-- Source excerpt --
>> begin
Harlan said:
I see. It's come back to me now from back when I originally learned
about C#. I guess I just haven't found reason to think about it since
then. But in that case, what makes it a value type?
You mean other than the fact that is _is_ a value type?
The short answer is: because it's a "struct" and not a "class".
That's the mechanical explanation for why it's a value type. I'm not
sure what other answer you might be expecting. I mean, I could use the
behavior of System.Int32 to argue that's why it's a value type. But in
reality, it's the other way around. That is, it has that behavior
_because_ it's a value type. The only thing that "makes it a value
type" is the fact that that's how it was implemented in the language and
framework.
It seems that it
doesn't hold a value, but a reference to a changeable place in memory
where a value has been placed.
>> end
-- Raw data --
>> begin
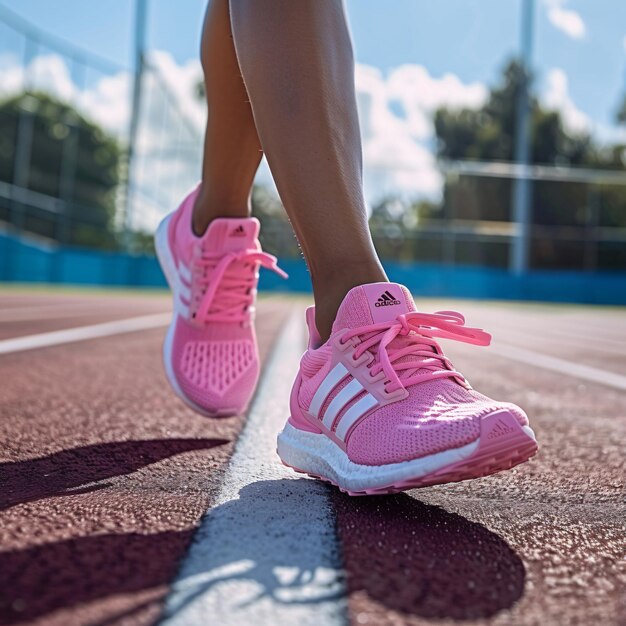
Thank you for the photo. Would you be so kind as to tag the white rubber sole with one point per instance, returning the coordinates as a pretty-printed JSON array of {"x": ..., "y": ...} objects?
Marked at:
>> end
-- Work to complete --
Continue the forum thread above on why System.Int32 is a value type in C#, starting right after its last sentence.

-- Result of the exercise --
Unfortunately, I think you don't really have a full understanding of the
concepts of a variable, versus a value type or reference type. It's
hard in this context to provide a good explanation – the forum isn't
really interactive enough for a proper discussion – but I'll try my best.
As I mentioned before, a variable is always mutable (in C#…in other
languages this is not necessarily true). And yes, the _variable_ can be
thought of as "a changeable place in memory where a value has been placed".
It's unfortunate that the words "value" and "reference" have slightly
different meanings depending on the context. But, they do. So
hopefully by pointing that out, I can use those words in their different
ways without making the explanation too confusing. With that said, here
goes nothin'…
The question of "value type" versus "reference type" has nothing to do
with the variable per se, but rather what that "value" that's in the
variable is. Note that all variables have a "value", even variables
that hold a "reference type". This is what I mean by the use of the
words in multiple ways.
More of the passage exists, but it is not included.